Vorliegender Textauszug ::
---------------

Was waren rückblickend die wichtigsten Ereignisse und Entscheidungen in Ihrer beruflichen Karriere?
Grob zusammengefasst, waren für meine Karriere drei Ereignisse besonders prägend: Ganz vorne angefangen gehört dazu sicherlich der Entschluss zum Beginn eines juristischen Studiums – der medizinische Bereich hat mich dabei immer interessiert. Allerdings war mir nicht klar, wie beide Bereiche weit über das klassische Medizinrecht hinaus praktisch miteinander vereinbar sind. Einer meiner damaligen Professoren hat mich dann an das Thema Medizincontrolling herangeführt. Vor etwas mehr als zehn Jahren führte dies zur Entscheidung Nummer zwei:
Als erste Juristin – und damit Nichtmedizinerin – bundesweit sollte ich am Klinikum Ingolstadt die Abteilung für Medizincontrolling und Beschwerdemanagement leiten. Wenn mir der Geschäftsführer damals nicht deutlich gemacht hätte, dass er mich für diese Position als geeignet ansieht, hätte ich mich wohl nie getraut, diese Stelle anzunehmen.

---------------

Gespeicherte Dateneinträge:
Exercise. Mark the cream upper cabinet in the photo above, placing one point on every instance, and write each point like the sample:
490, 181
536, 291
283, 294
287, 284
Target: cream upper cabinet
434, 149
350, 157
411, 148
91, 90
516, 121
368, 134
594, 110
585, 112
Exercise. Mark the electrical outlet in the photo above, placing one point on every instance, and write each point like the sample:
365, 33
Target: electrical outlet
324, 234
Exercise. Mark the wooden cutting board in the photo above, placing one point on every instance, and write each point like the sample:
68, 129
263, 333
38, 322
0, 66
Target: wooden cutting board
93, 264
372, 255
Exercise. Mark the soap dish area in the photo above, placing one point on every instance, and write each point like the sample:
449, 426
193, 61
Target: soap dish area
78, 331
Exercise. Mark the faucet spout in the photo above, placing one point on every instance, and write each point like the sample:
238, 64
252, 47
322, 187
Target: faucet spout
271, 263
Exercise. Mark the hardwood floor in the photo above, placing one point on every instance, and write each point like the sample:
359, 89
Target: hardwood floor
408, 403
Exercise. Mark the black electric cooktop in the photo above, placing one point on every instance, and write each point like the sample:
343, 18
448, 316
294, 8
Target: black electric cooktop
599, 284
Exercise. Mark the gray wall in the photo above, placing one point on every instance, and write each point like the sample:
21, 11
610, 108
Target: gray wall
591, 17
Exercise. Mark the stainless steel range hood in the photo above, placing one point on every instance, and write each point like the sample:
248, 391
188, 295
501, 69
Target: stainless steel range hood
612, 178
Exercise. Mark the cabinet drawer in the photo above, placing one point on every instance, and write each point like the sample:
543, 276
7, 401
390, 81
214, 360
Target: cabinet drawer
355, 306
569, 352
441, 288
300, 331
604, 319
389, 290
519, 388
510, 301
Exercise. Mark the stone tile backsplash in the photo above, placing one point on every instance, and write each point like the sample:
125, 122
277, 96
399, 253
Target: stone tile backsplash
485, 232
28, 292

---------------

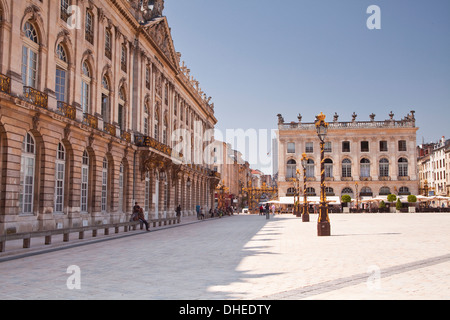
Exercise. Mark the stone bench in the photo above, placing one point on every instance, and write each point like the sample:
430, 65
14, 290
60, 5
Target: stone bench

---------------

Arbeitsaufträge ::
**A)** Prüfen Sie, ob die folgenden Aussagen mit dem Interviewauszug übereinstimmen, und antworten Sie jeweils mit Ja oder Nein samt den entscheidenden Worten des Interviewauszugs als wörtlichem Zitat: (i) Die Befragte entschied sich zunächst für ein Medizinstudium. (ii) Ein Professor brachte sie mit dem Thema Medizincontrolling in Berührung. (iii) Sie sollte als bundesweit erste Juristin die Abteilung für Medizincontrolling und Beschwerdemanagement am Klinikum Ingolstadt leiten.
**B)** Führen Sie den Interviewauszug über die berufliche Laufbahn im Medizincontrolling im Anschluss an seinen letzten Satz fort.

Lösungen ::
**A)**
(i) Nein: „der Entschluss zum Beginn eines juristischen Studiums“
(ii) Ja: „Einer meiner damaligen Professoren hat mich dann an das Thema Medizincontrolling herangeführt.“
(iii) Ja: „Als erste Juristin – und damit Nichtmedizinerin – bundesweit sollte ich am Klinikum Ingolstadt die Abteilung für Medizincontrolling und Beschwerdemanagement leiten.“

**B)**
Das dritte Ereignis liegt noch nicht lange zurück. Als ich 2019 das Angebot erhielt, die Geschäftsführung eines kleinen ländlichen Grundversorgers in finanzieller Schieflage zu übernehmen, habe ich zum ersten Mal bei einer wirklich großen Entscheidung auf mein Bauchgefühl gehört. Jetzt ist dieses Haus die deutschlandweit erste Klinik, die zu einem Intersektoralen Versorgungszentrum aufgebaut wird.
Was waren die größten Hindernisse auf dem Weg in eine Führungsposition und wie haben Sie diese überwunden?
Die größten Hindernisse auf dem Weg in eine Führungsposition waren diejenigen, die ich mir selbst im Kopf stellte. Ich denke, dass insbesondere Frauen dem Ausgang einer neuen Aufgabe oder Herausforderung gerne einmal skeptisch gegenüberstehen. Sie sind vom Gelingen ihres Ansatzes oft nicht überzeugt. Ehrlich gesagt habe ich mir zu Beginn meines Werdegangs einige Stellen nicht zugetraut. Ich hatte das Glück, dass viele meiner ehemaligen Vorgesetzten sehr sicher angesichts meiner Stärken waren und mich mit sanftem Druck motiviert haben. Ich habe mir über die Jahre ein anderes Mindset antrainiert und fokussiere mich auf meine Stärken; so habe ich die selbst erschaffenen Hindernisse überwinden können. Das ist schwer und erfordert viel Übung.
Welche persönlichen Stärken haben Ihnen auf dem Weg nach oben geholfen?
Wissenshunger, Durchhaltevermögen und die Entschlossenheit, in jedem Fehler einen Fortschritt und einen Gewinn zu sehen. Geholfen hat mir auch stets der familiäre Rückhalt, schließlich steckt hinter jeder starken Frau auch ein starker Mann.
Was müsste sich Ihrer Ansicht nach in der Arbeitswelt grundsätzlich ändern, damit mehr Frauen in Führungspositionen gelangen?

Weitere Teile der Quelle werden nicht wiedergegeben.